_Exercise goal:_ Copy out everything from the start of the entries down to the line containing "box: [344, 354, 653, 639]", both ends included, and leave out the pictures.

_Stored data:_
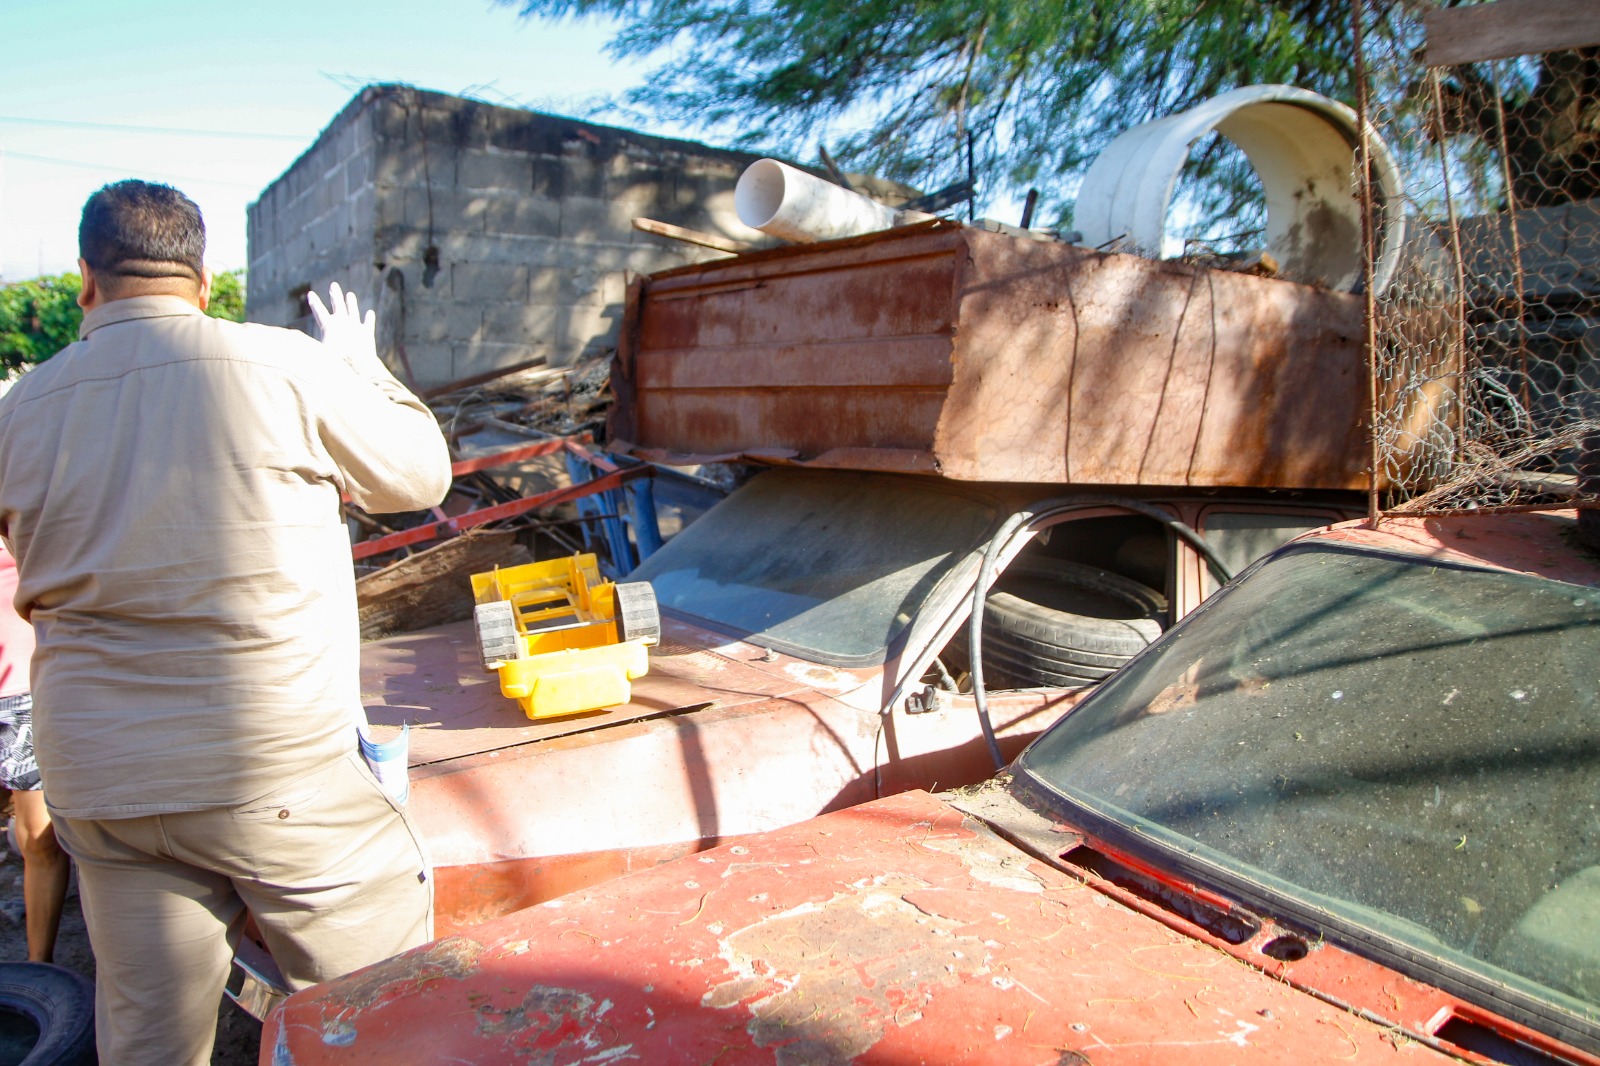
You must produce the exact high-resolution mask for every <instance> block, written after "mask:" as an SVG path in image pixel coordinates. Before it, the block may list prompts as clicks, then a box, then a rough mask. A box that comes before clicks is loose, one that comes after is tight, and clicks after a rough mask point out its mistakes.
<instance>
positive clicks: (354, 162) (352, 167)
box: [344, 150, 374, 197]
mask: <svg viewBox="0 0 1600 1066" xmlns="http://www.w3.org/2000/svg"><path fill="white" fill-rule="evenodd" d="M373 184H374V182H373V152H371V150H360V152H357V154H355V155H352V157H350V158H347V160H344V195H347V197H350V195H355V194H357V192H360V190H362V189H371V187H373Z"/></svg>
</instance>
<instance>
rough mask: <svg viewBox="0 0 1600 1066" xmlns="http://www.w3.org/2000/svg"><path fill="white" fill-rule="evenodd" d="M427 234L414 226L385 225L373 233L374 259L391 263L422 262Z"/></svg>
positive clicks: (425, 242)
mask: <svg viewBox="0 0 1600 1066" xmlns="http://www.w3.org/2000/svg"><path fill="white" fill-rule="evenodd" d="M426 248H427V234H426V232H424V230H421V229H416V227H414V226H384V227H381V229H378V230H376V232H374V234H373V259H374V261H382V262H389V264H397V262H421V261H422V253H424V250H426Z"/></svg>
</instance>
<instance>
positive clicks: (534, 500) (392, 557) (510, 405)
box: [344, 354, 653, 639]
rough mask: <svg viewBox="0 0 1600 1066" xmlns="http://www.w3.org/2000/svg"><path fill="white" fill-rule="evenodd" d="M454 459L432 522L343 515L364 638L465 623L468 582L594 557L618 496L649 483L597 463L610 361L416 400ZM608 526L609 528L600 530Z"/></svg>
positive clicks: (469, 611) (467, 604)
mask: <svg viewBox="0 0 1600 1066" xmlns="http://www.w3.org/2000/svg"><path fill="white" fill-rule="evenodd" d="M422 399H424V400H427V403H429V407H430V410H432V411H434V413H435V416H437V418H438V423H440V427H442V429H443V431H445V437H446V440H448V442H450V448H451V458H453V459H454V466H453V471H454V483H453V487H451V491H450V496H446V499H445V501H443V504H440V506H438V507H434V509H432V511H430V512H414V514H400V515H370V514H366V512H363V511H360V509H358V507H354V506H349V504H346V507H344V514H346V519H347V523H349V525H350V531H352V541H354V544H352V549H350V555H352V559H354V562H355V570H357V595H358V600H360V611H362V635H363V637H366V639H373V637H379V635H386V634H392V632H408V631H413V629H421V627H426V626H434V624H440V623H446V621H458V619H462V618H469V616H470V615H472V586H470V575H472V573H475V571H480V570H486V568H491V567H494V565H517V563H526V562H530V560H531V559H533V557H534V554H536V552H534V547H538V549H539V551H538V554H539V555H550V554H574V552H581V551H590V549H592V546H594V544H597V543H603V541H605V539H606V535H608V533H610V535H611V536H613V538H614V536H618V535H621V536H622V541H624V543H626V539H627V538H626V533H624V531H622V530H619V528H616V523H618V520H619V519H618V515H619V511H621V507H619V498H618V490H619V488H621V487H622V485H624V483H627V482H629V480H634V479H638V477H648V475H650V474H651V472H653V469H651V467H650V466H646V464H635V466H629V467H621V466H618V464H616V463H614V461H611V459H608V458H606V456H603V453H602V451H600V448H598V445H597V443H595V442H597V439H600V437H603V427H605V415H606V408H608V405H610V354H603V355H597V357H594V359H589V360H584V362H579V363H574V365H573V367H562V368H536V370H526V368H522V370H514V371H510V373H506V375H501V376H486V378H482V379H474V381H467V383H459V384H451V386H445V387H442V389H434V391H429V392H424V394H422ZM608 523H610V525H611V528H610V530H608V528H605V527H608Z"/></svg>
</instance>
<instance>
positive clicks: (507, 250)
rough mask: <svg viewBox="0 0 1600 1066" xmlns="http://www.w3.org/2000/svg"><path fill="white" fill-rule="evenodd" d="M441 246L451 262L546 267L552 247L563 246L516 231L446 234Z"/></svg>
mask: <svg viewBox="0 0 1600 1066" xmlns="http://www.w3.org/2000/svg"><path fill="white" fill-rule="evenodd" d="M440 248H442V250H443V253H445V258H446V259H450V261H451V262H482V264H501V262H510V264H518V266H528V264H538V266H546V264H547V262H550V258H552V254H555V251H554V250H560V248H562V242H558V240H555V238H554V237H518V235H515V234H445V235H443V237H442V238H440Z"/></svg>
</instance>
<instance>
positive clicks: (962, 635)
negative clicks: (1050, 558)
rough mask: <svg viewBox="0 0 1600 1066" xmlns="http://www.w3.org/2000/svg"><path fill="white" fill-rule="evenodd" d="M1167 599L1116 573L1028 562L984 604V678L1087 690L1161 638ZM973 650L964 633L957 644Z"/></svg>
mask: <svg viewBox="0 0 1600 1066" xmlns="http://www.w3.org/2000/svg"><path fill="white" fill-rule="evenodd" d="M1165 615H1166V597H1165V595H1162V594H1160V592H1157V591H1155V589H1152V587H1149V586H1146V584H1141V583H1138V581H1133V579H1131V578H1125V576H1122V575H1117V573H1110V571H1106V570H1099V568H1096V567H1085V565H1082V563H1072V562H1064V560H1059V559H1021V560H1016V562H1013V563H1011V565H1010V567H1008V568H1006V571H1005V573H1002V575H1000V579H998V581H995V584H994V587H992V589H990V592H989V600H987V603H986V607H984V683H986V685H992V687H995V688H1030V687H1051V688H1082V687H1086V685H1094V683H1098V682H1099V680H1104V679H1106V677H1110V675H1112V674H1114V672H1115V671H1117V669H1118V667H1122V664H1123V663H1126V661H1128V659H1130V658H1133V656H1134V655H1138V653H1139V651H1141V650H1144V647H1146V645H1147V643H1150V642H1152V640H1155V637H1158V635H1160V632H1162V629H1163V626H1165ZM952 653H954V658H957V659H963V658H970V656H968V655H966V634H965V631H963V632H960V634H958V635H957V639H955V640H954V642H952Z"/></svg>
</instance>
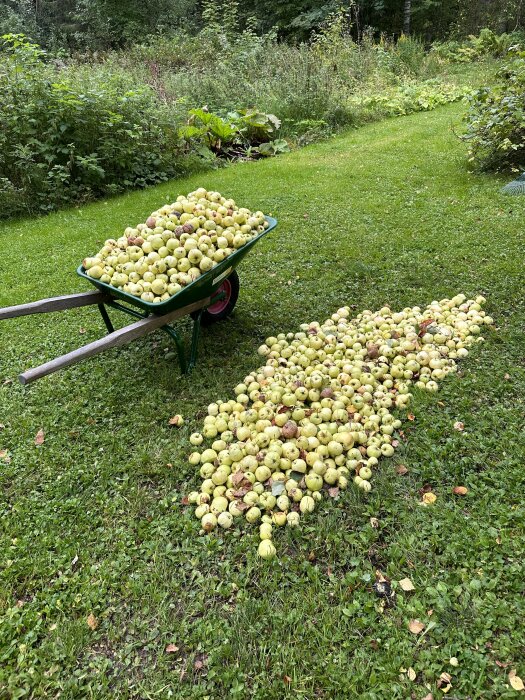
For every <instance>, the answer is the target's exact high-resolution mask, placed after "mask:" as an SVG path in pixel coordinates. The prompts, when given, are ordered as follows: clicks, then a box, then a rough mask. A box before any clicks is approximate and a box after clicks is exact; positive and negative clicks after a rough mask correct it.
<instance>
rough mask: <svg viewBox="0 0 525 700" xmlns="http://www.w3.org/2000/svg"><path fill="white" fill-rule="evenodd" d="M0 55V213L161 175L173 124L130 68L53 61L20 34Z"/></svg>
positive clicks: (64, 198) (10, 39)
mask: <svg viewBox="0 0 525 700" xmlns="http://www.w3.org/2000/svg"><path fill="white" fill-rule="evenodd" d="M2 48H3V51H2V54H1V57H0V93H1V94H2V100H1V102H0V123H1V124H2V129H1V131H0V212H1V215H3V216H6V215H7V216H9V215H13V214H15V213H19V212H33V211H49V210H51V209H54V208H56V207H59V206H63V205H64V204H66V203H67V202H71V201H80V200H83V199H90V198H93V197H97V196H100V195H103V194H111V193H114V192H119V191H122V190H124V189H126V188H130V187H143V186H145V185H148V184H151V183H154V182H158V181H161V180H166V179H167V178H169V177H171V176H173V175H174V174H176V173H177V172H179V171H180V169H181V165H180V163H179V162H178V161H177V159H176V158H174V152H175V147H176V143H177V125H175V124H173V123H172V121H171V118H170V115H169V114H168V112H167V111H166V110H163V109H162V106H161V105H160V104H159V103H158V101H157V99H156V97H155V95H154V93H153V91H152V90H151V89H149V88H146V87H143V88H141V89H138V90H137V89H134V88H133V84H132V81H131V80H130V78H129V76H125V75H123V74H122V73H115V72H107V71H105V70H104V69H103V67H98V68H97V69H96V70H92V69H88V70H81V69H79V68H76V69H74V70H72V69H59V68H57V67H55V66H54V65H52V64H50V63H48V62H46V61H45V58H46V57H45V55H44V53H43V52H42V51H40V50H39V49H38V47H37V46H35V45H33V44H30V43H29V42H27V41H26V40H25V39H24V38H23V37H22V36H20V35H7V36H5V37H4V38H3V47H2Z"/></svg>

_Task result:_
You must produce the exact high-resolution mask for every <instance> block, written after "mask:" as an SVG path in image pixel coordinates. Before it, the block may list prompts as clicks, then a box, then a rough mask. A box that comes before clicks is loose, one that comes after is tight, and clicks after a rough mask point out its mistakes.
<instance>
positive clicks: (354, 162) (352, 167)
box: [344, 150, 374, 197]
mask: <svg viewBox="0 0 1600 1066" xmlns="http://www.w3.org/2000/svg"><path fill="white" fill-rule="evenodd" d="M373 184H374V182H373V152H371V150H360V152H357V154H355V155H352V157H350V158H347V160H344V195H347V197H350V195H355V194H357V192H360V190H362V189H371V187H373Z"/></svg>
</instance>
<instance>
rough mask: <svg viewBox="0 0 1600 1066" xmlns="http://www.w3.org/2000/svg"><path fill="white" fill-rule="evenodd" d="M427 234L414 226L385 225L373 233L374 259L391 263L422 262Z"/></svg>
positive clicks: (425, 242)
mask: <svg viewBox="0 0 1600 1066" xmlns="http://www.w3.org/2000/svg"><path fill="white" fill-rule="evenodd" d="M426 248H427V234H426V232H424V230H421V229H416V227H414V226H384V227H381V229H378V230H376V232H374V234H373V259H374V261H382V262H389V264H397V262H421V261H422V253H424V250H426Z"/></svg>
</instance>
<instance>
positive clicks: (534, 500) (392, 557) (510, 405)
box: [344, 354, 653, 639]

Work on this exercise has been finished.